*Information given*
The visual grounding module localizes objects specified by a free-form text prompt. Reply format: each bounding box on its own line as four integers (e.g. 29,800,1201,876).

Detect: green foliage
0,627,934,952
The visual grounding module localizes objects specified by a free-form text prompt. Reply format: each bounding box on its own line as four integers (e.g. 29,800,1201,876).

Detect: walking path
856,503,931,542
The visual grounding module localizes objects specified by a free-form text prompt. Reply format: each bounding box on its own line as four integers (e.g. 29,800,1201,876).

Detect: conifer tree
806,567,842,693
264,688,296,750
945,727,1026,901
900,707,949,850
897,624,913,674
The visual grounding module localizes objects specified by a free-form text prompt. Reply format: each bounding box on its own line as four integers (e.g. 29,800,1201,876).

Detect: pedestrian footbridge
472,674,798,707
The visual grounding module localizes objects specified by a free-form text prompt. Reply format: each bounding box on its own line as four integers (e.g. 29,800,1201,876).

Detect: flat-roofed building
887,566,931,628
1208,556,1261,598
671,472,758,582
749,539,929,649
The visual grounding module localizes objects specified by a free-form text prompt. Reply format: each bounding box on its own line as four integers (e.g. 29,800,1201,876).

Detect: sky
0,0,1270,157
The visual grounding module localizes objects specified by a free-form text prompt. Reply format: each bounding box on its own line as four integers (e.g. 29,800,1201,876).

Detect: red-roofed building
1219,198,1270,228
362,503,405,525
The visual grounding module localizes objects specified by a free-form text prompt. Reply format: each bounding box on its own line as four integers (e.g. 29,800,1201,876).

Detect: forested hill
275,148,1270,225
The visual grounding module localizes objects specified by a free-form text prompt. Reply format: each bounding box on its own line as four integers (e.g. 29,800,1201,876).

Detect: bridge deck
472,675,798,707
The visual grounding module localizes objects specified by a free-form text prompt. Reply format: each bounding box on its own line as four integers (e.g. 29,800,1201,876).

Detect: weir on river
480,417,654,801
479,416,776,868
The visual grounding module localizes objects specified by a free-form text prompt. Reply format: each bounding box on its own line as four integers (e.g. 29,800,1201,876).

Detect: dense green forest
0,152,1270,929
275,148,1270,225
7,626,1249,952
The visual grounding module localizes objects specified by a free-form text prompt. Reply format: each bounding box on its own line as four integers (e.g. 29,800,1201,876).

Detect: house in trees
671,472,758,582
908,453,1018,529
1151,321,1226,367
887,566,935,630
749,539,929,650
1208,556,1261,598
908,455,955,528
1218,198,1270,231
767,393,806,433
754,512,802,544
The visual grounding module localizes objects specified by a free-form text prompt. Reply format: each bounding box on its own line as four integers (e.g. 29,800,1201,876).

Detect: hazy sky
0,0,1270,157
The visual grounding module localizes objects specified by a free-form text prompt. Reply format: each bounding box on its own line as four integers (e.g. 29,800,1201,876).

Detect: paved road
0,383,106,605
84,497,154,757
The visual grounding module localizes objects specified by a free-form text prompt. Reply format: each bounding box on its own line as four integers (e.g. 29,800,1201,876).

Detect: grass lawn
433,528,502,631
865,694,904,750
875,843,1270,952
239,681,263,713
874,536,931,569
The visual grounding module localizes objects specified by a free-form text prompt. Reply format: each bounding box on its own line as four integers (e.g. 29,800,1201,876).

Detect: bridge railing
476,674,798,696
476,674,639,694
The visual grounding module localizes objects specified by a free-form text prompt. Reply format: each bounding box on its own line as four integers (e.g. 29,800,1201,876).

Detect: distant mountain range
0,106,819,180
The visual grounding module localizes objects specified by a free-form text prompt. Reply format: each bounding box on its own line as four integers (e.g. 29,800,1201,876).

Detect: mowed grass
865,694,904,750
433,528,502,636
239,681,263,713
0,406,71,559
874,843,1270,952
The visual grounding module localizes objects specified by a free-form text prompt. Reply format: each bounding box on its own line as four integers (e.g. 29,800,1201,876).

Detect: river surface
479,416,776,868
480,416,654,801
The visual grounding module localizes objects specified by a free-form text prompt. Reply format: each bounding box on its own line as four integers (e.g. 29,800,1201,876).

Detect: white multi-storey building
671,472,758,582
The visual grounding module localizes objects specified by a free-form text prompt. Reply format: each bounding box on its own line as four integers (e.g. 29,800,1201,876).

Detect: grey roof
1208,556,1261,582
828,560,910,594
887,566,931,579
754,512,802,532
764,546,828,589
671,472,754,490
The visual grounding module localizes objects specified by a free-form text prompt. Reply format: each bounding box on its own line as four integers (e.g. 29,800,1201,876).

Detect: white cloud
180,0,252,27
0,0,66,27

*Instructions for the task*
Which lines in the rows above contain the string "roofed"? Find each one and copy it in full, treating uppercase and lowercase as different.

*Exercise response*
Detect: flat-roofed building
Detect: red-roofed building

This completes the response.